● INSTRUCTIONS TO FOLLOW:
Output the data that follows, keeping every line identical.

● EXERCISE DATA:
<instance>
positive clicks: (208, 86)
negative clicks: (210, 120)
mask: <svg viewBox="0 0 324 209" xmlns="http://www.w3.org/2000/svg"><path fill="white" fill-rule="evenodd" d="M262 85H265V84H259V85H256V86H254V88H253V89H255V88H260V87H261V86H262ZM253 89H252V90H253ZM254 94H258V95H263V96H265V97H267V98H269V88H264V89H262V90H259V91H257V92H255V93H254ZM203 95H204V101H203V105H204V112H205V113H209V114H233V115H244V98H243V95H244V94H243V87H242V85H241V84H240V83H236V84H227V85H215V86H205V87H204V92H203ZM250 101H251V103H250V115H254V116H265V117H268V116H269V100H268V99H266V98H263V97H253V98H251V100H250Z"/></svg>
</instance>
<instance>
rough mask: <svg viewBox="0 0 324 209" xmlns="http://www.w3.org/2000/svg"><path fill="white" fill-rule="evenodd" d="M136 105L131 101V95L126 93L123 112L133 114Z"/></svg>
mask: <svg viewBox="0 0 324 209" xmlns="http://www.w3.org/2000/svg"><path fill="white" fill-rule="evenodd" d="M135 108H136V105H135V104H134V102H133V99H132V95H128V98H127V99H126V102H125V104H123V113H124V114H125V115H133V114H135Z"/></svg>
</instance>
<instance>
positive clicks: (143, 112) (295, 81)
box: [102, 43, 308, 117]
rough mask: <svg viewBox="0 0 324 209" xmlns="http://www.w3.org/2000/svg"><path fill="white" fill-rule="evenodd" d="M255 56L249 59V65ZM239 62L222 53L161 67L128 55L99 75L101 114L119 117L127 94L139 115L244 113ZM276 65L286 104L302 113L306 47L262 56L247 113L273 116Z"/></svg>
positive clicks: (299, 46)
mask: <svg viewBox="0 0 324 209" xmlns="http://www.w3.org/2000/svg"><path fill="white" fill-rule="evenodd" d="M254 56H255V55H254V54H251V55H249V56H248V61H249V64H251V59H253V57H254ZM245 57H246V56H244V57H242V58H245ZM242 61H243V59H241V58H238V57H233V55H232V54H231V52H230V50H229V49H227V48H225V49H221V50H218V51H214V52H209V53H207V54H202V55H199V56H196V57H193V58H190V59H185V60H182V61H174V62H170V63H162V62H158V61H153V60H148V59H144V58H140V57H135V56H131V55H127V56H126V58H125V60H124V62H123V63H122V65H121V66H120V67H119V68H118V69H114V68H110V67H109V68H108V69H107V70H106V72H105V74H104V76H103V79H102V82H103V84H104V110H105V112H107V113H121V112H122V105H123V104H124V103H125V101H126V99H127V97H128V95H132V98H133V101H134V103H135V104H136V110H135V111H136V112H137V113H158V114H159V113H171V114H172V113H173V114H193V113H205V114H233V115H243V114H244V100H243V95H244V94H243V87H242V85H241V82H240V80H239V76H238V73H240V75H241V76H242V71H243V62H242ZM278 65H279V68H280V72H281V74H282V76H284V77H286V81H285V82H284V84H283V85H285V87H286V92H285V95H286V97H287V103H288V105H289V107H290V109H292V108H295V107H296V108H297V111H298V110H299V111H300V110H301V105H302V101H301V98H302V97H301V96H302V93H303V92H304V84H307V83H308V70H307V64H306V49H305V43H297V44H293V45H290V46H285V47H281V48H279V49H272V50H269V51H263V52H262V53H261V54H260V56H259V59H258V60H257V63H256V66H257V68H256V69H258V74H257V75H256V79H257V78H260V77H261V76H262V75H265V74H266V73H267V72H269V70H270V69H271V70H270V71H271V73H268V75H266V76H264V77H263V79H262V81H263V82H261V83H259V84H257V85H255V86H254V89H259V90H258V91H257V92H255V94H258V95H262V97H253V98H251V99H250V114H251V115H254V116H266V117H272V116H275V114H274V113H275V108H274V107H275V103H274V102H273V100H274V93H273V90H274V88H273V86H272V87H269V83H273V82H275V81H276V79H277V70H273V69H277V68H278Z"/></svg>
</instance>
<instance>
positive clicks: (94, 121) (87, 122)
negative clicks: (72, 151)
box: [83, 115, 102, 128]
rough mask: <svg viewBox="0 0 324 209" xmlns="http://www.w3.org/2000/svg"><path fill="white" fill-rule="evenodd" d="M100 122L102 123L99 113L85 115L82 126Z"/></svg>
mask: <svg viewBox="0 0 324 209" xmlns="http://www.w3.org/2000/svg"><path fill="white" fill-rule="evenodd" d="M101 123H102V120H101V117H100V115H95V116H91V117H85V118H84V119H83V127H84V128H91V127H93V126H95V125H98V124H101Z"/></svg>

● ANSWER FOR THE TASK:
<instance>
positive clicks: (208, 86)
negative clicks: (210, 120)
mask: <svg viewBox="0 0 324 209" xmlns="http://www.w3.org/2000/svg"><path fill="white" fill-rule="evenodd" d="M262 85H265V84H259V85H256V86H254V88H253V89H255V88H260V87H261V86H262ZM253 89H252V90H253ZM254 94H258V95H263V96H265V97H267V98H269V88H264V89H262V90H259V91H257V92H255V93H254ZM203 95H204V101H203V105H204V112H205V113H209V114H233V115H244V98H243V95H244V94H243V87H242V85H241V84H240V83H236V84H227V85H215V86H205V87H204V92H203ZM250 101H251V103H250V115H254V116H265V117H268V116H269V100H268V99H266V98H263V97H253V98H251V100H250Z"/></svg>
</instance>
<instance>
rough mask: <svg viewBox="0 0 324 209" xmlns="http://www.w3.org/2000/svg"><path fill="white" fill-rule="evenodd" d="M136 105L131 101V95L126 93L123 112L133 114Z"/></svg>
mask: <svg viewBox="0 0 324 209" xmlns="http://www.w3.org/2000/svg"><path fill="white" fill-rule="evenodd" d="M135 108H136V105H135V104H134V102H133V99H132V95H128V98H127V99H126V102H125V104H123V113H124V114H125V115H133V114H135Z"/></svg>
</instance>
<instance>
positive clicks: (143, 112) (295, 81)
box: [102, 43, 308, 117]
rough mask: <svg viewBox="0 0 324 209" xmlns="http://www.w3.org/2000/svg"><path fill="white" fill-rule="evenodd" d="M255 56L249 59V65ZM239 62L222 53L161 67L128 55L99 75L101 114L119 117L127 94L139 115L244 113ZM276 65L286 104L302 113L306 47L262 56L247 113L273 116Z"/></svg>
positive clicks: (299, 46)
mask: <svg viewBox="0 0 324 209" xmlns="http://www.w3.org/2000/svg"><path fill="white" fill-rule="evenodd" d="M254 56H255V55H254V54H251V55H249V56H248V61H249V64H251V59H253V57H254ZM245 57H246V56H244V57H242V58H245ZM242 61H243V59H241V58H238V57H233V55H232V54H231V52H230V50H229V49H227V48H225V49H221V50H218V51H214V52H209V53H207V54H202V55H199V56H196V57H193V58H190V59H185V60H182V61H174V62H170V63H162V62H158V61H153V60H148V59H144V58H140V57H135V56H131V55H127V56H126V58H125V60H124V62H123V63H122V65H121V66H120V67H119V68H118V69H114V68H110V67H109V68H108V69H107V70H106V72H105V74H104V76H103V79H102V82H103V84H104V110H105V112H107V113H121V112H122V105H123V104H124V103H125V101H126V99H127V97H128V95H132V98H133V101H134V103H135V104H136V110H135V111H136V112H137V113H158V114H159V113H171V114H172V113H173V114H193V113H205V114H233V115H243V114H244V100H243V95H244V94H243V87H242V85H241V82H240V80H239V76H238V73H240V75H241V76H242V71H243V62H242ZM278 65H279V68H280V72H281V74H282V76H284V77H286V81H285V82H284V84H283V85H285V87H286V92H285V95H286V97H287V103H288V105H289V107H290V109H292V108H295V107H296V108H297V111H298V110H299V111H300V110H301V105H302V101H301V98H302V97H301V96H302V93H303V92H304V84H307V83H308V70H307V64H306V49H305V43H297V44H293V45H290V46H285V47H281V48H279V49H272V50H269V51H263V52H262V53H261V54H260V56H259V59H258V60H257V63H256V66H257V68H256V69H258V74H257V75H256V79H257V78H260V77H261V76H262V75H265V74H266V73H267V72H269V70H270V69H271V70H270V71H271V73H268V75H266V76H264V77H263V79H262V81H263V82H261V83H259V84H257V85H255V86H254V89H259V90H258V91H257V92H255V94H258V95H262V97H253V98H251V99H250V114H251V115H254V116H266V117H272V116H275V114H274V113H275V108H274V107H275V103H274V102H273V100H274V93H273V90H274V88H273V86H272V87H269V83H273V82H275V81H276V79H277V70H273V69H277V68H278Z"/></svg>
</instance>
<instance>
positive clicks: (94, 121) (87, 122)
negative clicks: (72, 151)
box: [83, 115, 102, 128]
rough mask: <svg viewBox="0 0 324 209" xmlns="http://www.w3.org/2000/svg"><path fill="white" fill-rule="evenodd" d="M100 122L102 123L99 113L85 115L82 126Z"/></svg>
mask: <svg viewBox="0 0 324 209" xmlns="http://www.w3.org/2000/svg"><path fill="white" fill-rule="evenodd" d="M101 123H102V120H101V117H100V115H95V116H91V117H85V118H84V119H83V127H84V128H91V127H93V126H95V125H98V124H101Z"/></svg>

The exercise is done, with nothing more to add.